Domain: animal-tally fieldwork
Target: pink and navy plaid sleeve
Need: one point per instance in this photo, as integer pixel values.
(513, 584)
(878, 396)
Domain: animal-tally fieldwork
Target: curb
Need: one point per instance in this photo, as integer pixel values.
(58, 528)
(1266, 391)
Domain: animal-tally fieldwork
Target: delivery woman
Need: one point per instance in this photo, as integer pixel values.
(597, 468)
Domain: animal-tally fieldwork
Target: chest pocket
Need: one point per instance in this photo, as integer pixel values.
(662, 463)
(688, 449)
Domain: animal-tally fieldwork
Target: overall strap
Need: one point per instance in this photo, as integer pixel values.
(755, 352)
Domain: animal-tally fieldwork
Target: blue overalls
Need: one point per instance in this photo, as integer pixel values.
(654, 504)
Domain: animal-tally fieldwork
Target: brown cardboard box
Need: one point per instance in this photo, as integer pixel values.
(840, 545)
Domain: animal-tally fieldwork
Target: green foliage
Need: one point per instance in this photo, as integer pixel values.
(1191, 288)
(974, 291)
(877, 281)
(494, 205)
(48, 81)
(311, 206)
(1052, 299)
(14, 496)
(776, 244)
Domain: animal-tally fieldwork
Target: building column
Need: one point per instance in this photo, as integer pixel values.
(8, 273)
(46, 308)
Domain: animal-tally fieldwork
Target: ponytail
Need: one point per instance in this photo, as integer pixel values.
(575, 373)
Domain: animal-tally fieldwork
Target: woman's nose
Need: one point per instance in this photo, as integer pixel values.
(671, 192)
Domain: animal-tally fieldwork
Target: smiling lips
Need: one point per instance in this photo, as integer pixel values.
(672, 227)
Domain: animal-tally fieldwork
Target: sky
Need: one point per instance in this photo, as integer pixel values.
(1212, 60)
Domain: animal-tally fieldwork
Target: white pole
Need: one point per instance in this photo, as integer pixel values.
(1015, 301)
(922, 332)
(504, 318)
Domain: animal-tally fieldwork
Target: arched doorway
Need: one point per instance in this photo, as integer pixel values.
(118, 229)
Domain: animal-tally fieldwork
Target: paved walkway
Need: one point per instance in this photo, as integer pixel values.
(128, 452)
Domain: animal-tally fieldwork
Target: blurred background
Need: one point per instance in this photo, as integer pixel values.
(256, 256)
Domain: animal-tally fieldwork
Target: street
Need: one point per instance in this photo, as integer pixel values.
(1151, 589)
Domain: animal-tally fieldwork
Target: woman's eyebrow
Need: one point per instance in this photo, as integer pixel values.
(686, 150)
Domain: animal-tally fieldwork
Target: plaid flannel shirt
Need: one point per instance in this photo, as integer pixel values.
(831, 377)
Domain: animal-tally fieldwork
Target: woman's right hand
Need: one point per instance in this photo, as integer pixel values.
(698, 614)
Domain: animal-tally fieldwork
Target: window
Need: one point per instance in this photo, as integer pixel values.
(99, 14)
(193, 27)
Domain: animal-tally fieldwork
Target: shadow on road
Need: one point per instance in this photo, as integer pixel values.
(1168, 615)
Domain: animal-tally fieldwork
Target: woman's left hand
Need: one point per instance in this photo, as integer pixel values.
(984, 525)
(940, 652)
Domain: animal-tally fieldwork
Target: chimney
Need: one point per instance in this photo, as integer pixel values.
::::
◆ **EXERCISE**: Which lines of the records above contain the word "plaid"? Copy each of them.

◆ **PROBLEM SOLUTION**:
Target: pink and navy plaid sleeve
Target: plaid flannel shirt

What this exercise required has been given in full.